> Selected text
Our cleaning is to be performed in `twitter_df`

In [None]:
# Recalling the content of our df
twitter_df.head(2).T

#### Define

Remove columns deemed useless for our purpose from `twitter_df` : `in_reply_to_status_id, in_reply_to_user_id, expanded_urls`.

#### Code

In [None]:
useless_columns = ["in_reply_to_status_id","in_reply_to_user_id","expanded_urls"]
twitter_df.drop(useless_columns, axis=1, inplace=True)

#### Test

In [None]:
# Making sure the dropped columns no longer exist
twitter_df.head(2).T

### Issue #4 (tidiness): `tweets_df.user` should contains the id of another dataframe named `user`

The cleaning it to be performed in `twitter_df`

In [None]:
twitter_df.head(3).T

#### Define
* Extract values from `twitter_df["user"]`, and use them to populate a new `user_df` dataframe
* Replace each value from `twitter_df["user"]` by the user_id
* Remove duplicated samples from `user_df`

#### Code

In [None]:
# Retrieve users data from twitter_df["user"]
user_list = twitter_df["user"].values.tolist()
user_list[1]

In [None]:
# Create user dataframe
user_df = pd.DataFrame(user_list)
user_df.head(2).T

In [None]:
user_df.drop(["entities"],axis=1,inplace=True)

In [None]:
user_df.shape

In [None]:
user_df.drop_duplicates(inplace=True)

In [None]:
user_df.shape

In [None]:
user_df["id"].unique()

We are noticing that all entries in `user_df` are about one user. This should be related to the fact it is additionnal data describing the state, and not the attributes, of the users which were stored in `twitter_df["user"]`; this can be explained by how NoSQL databases are usually designed.      
Given the situation, `user_df` is of no more use to use, so we will discard it.                
Given the situation `twitter_df["user"]` should contain data related to only one user_id. We cannot help but wondering if it is useful to us as a column, and if user mean a person or something like a terminal/source ip.

In [None]:
twitter_df.head(2).T

In [None]:
# Forming a new column containing the user_id
twitter_df["user_id"] = twitter_df["user"].apply(lambda x: x["id"])
twitter_df.sample(10).T

In [None]:
# Confirming that we have the same user_id in our dataframe
twitter_df["user_id"].unique()

Since we have the same user_id in `twitter_df["user_id"]`, this column is no more useful in our analysis. We will drop it.

> Supplied material
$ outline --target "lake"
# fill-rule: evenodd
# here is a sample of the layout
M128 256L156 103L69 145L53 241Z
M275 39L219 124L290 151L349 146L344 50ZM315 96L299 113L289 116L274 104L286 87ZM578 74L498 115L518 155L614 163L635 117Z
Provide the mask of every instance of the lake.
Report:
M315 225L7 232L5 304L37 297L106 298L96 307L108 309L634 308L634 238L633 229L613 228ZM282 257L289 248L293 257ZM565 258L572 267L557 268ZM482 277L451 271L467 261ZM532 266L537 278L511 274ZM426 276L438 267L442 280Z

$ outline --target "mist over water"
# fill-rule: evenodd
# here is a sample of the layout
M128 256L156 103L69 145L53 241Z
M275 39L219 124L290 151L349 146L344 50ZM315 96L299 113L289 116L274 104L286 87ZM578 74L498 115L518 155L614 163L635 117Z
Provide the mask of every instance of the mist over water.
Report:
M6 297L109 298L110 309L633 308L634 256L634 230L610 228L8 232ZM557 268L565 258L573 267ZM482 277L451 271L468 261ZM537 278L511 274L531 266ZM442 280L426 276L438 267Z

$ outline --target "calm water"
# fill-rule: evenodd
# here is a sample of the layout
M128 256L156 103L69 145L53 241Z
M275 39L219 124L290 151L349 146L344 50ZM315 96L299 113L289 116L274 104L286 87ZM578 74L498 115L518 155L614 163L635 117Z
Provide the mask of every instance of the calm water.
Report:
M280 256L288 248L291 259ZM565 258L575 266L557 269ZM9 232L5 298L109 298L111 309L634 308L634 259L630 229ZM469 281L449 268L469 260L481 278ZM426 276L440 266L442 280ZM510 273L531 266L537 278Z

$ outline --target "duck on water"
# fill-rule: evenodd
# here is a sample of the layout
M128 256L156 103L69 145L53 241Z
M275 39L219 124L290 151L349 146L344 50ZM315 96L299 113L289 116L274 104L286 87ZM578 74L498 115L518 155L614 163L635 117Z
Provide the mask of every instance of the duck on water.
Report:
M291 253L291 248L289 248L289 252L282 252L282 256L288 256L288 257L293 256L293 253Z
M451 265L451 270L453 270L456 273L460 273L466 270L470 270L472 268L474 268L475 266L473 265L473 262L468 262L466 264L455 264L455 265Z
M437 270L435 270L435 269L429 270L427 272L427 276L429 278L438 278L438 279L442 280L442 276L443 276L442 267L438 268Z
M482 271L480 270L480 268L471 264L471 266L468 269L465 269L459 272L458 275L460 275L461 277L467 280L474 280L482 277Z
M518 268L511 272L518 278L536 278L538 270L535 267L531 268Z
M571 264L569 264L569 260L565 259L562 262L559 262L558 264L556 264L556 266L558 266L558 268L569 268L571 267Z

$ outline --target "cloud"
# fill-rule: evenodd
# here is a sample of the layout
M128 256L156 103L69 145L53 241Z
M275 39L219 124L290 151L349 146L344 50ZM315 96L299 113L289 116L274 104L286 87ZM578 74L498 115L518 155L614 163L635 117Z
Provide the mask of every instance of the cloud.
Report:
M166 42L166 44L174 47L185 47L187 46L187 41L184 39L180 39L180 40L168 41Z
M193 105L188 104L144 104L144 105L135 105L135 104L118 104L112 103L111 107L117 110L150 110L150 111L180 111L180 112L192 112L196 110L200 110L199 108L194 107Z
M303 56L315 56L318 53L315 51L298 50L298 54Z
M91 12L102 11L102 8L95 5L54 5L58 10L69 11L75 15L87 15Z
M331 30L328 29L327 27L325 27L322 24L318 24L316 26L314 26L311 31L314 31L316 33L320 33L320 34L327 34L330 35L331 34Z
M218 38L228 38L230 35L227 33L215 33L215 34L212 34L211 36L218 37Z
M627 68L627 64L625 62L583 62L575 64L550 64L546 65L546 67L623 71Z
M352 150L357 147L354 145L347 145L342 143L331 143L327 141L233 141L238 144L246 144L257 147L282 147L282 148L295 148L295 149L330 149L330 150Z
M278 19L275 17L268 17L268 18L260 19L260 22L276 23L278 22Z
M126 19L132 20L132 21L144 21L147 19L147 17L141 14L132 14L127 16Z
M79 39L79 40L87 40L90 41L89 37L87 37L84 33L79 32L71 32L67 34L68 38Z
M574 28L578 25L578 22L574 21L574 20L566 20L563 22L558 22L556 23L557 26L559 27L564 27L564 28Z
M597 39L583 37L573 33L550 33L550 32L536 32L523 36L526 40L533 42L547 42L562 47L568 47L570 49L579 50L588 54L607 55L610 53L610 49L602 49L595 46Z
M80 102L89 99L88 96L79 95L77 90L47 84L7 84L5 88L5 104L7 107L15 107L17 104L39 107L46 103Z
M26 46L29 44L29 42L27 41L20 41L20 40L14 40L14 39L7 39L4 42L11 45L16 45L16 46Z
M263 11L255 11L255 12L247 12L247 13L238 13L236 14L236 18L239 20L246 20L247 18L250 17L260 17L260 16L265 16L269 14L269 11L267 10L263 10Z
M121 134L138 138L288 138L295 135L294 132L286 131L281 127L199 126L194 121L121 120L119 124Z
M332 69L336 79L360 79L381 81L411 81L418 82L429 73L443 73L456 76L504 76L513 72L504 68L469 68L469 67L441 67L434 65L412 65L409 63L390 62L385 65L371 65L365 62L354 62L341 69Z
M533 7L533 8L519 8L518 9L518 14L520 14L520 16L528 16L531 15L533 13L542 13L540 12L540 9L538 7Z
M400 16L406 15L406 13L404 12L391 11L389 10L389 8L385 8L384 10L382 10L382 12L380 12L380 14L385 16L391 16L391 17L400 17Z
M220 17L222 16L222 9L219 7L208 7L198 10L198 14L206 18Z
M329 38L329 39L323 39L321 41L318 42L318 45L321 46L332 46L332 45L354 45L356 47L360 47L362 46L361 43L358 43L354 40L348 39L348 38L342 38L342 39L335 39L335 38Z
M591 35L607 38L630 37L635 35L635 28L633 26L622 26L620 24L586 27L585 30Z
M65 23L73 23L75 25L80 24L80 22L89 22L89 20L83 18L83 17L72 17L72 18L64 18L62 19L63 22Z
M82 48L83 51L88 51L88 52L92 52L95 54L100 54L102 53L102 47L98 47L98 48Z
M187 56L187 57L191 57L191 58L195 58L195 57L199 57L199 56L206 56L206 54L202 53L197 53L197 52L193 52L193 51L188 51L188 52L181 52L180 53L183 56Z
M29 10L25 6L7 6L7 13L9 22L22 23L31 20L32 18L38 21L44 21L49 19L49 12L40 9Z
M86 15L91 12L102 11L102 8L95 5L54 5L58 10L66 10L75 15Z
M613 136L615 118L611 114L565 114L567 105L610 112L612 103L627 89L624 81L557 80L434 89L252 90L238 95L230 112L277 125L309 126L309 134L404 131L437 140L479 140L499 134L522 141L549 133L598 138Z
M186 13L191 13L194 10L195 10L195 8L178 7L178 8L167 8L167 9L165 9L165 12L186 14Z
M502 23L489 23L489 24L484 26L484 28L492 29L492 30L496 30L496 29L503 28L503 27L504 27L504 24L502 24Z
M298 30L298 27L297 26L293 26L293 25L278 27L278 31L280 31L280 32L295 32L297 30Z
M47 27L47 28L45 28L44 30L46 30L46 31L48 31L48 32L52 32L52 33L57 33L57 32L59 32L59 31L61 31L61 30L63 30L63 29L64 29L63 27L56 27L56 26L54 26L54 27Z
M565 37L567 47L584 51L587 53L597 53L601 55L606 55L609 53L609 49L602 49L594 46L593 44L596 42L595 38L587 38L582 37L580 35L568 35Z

> Task instructions
1/ Reproduce the passage of the Twitter data-cleaning notebook from "We are noticing" to "are usually designed.".
2/ Extend the Twitter data-cleaning notebook, picking up right after its final sentence.

> Answer set
1/
We are noticing that all entries in `user_df` are about one user. This should be related to the fact it is additionnal data describing the state, and not the attributes, of the users which were stored in `twitter_df["user"]`; this can be explained by how NoSQL databases are usually designed.

2/
In [None]:
# def extract_keysvalue_from_json(json_data:dict, dict_key:str):
#     """
#         Retrieve the value of a given key from a json data
        
#         @param json_data:str : the json from which to extract the given key's value
#         @param dict_key:str : the key which value we wish to extract from the dictionnary 
#     """
#     return json_data[dict_key] #json.loads(json_data)[dict_key]

In [None]:
# Drop user columns, since their content make them useless
twitter_df.drop(["user","user_id"],axis=1,inplace=True)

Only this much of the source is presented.